# Aim:
Find the line that contains "Might you point out the pink blouse"; then retype it and each line after it, exactly, through the final line of the data below.

= = =

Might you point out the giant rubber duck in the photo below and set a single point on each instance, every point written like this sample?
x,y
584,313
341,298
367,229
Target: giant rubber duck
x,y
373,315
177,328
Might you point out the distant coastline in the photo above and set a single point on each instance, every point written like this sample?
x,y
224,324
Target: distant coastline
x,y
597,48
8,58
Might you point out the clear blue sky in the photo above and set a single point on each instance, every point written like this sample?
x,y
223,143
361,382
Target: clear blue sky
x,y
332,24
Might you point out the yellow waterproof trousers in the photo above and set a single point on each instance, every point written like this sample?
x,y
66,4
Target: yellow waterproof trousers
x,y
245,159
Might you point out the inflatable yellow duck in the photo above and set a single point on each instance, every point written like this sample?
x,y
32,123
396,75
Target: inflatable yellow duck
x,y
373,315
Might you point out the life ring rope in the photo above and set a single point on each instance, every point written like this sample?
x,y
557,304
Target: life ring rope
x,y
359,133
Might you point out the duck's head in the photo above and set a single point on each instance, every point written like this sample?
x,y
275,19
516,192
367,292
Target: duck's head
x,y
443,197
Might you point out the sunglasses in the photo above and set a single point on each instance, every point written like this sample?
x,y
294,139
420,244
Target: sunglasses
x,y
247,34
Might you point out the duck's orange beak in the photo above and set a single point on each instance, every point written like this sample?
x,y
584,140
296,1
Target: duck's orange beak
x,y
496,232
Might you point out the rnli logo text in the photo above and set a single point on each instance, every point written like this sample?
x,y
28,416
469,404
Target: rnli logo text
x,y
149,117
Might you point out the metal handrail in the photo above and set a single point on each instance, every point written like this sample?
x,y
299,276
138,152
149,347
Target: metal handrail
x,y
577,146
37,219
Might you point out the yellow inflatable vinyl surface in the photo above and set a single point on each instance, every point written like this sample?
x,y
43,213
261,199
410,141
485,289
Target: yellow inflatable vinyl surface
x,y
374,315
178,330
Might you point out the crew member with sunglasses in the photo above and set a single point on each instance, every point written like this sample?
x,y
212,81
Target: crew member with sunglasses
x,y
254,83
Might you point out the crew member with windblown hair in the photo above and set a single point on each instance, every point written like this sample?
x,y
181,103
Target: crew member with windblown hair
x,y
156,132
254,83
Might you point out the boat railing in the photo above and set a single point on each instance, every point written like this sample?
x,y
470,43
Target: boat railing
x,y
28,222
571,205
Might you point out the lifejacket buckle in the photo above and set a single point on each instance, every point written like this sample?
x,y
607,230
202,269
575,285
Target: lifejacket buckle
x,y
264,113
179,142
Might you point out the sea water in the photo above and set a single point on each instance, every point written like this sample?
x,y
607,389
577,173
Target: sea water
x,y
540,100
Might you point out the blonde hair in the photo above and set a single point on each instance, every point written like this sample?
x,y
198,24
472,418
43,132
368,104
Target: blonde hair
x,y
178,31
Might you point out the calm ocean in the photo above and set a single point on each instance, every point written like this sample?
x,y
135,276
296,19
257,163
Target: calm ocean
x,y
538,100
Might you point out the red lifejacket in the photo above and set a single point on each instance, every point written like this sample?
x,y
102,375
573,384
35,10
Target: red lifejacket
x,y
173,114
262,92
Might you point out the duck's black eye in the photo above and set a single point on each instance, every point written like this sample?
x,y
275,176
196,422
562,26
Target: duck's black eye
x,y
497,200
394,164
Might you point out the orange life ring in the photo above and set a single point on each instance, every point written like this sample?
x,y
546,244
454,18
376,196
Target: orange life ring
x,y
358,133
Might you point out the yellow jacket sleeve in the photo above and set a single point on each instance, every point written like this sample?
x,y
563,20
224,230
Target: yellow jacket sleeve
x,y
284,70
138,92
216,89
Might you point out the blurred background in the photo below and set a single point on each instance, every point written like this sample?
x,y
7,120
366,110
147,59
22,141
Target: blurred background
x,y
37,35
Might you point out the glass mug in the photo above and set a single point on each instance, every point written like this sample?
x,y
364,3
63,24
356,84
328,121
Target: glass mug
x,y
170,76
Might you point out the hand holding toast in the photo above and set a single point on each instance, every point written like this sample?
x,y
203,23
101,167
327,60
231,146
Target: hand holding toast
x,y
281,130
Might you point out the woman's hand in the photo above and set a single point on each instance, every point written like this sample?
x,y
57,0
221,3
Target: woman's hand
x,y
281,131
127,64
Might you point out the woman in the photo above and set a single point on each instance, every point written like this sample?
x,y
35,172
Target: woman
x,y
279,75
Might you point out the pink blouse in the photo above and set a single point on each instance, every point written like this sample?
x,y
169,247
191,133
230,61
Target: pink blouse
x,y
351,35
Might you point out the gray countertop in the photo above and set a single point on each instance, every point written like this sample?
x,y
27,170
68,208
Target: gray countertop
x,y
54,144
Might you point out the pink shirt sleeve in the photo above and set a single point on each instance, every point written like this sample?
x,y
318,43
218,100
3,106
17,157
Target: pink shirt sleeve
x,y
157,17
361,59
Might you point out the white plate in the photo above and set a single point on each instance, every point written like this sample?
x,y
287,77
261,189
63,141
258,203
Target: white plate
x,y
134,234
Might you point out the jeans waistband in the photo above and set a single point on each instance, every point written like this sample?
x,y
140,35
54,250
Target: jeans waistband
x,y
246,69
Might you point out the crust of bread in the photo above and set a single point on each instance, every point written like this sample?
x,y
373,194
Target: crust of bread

= = =

# Solution for this exercise:
Might you point out the pink blouse in the photo above and set a single point on each instance, every point written like this sample?
x,y
169,247
191,133
230,61
Target: pink blouse
x,y
351,35
Might you point out the gray countertop in the photo above and set a single point on each instance, every point written like this sample?
x,y
27,170
68,208
Target: gray countertop
x,y
54,144
Might you point out the pink shirt sleeve in the photo above and set a single point on each instance, every point written like this sample?
x,y
318,43
218,100
3,106
17,157
Target: pink shirt sleeve
x,y
157,17
361,59
Might you point out the white plate in the photo above and set a single point on each instance, every point written like this sample?
x,y
287,77
261,189
63,141
258,203
Target: white plate
x,y
134,234
Might you point out the jeans waistband in the photo above and set a single point on each instance, every point written like this sample?
x,y
140,35
54,250
Target: jeans waistband
x,y
246,69
Might you point out the crust of bread in the photo above and set a single point on each instance, every point written like this sample?
x,y
373,194
Target: crust of bread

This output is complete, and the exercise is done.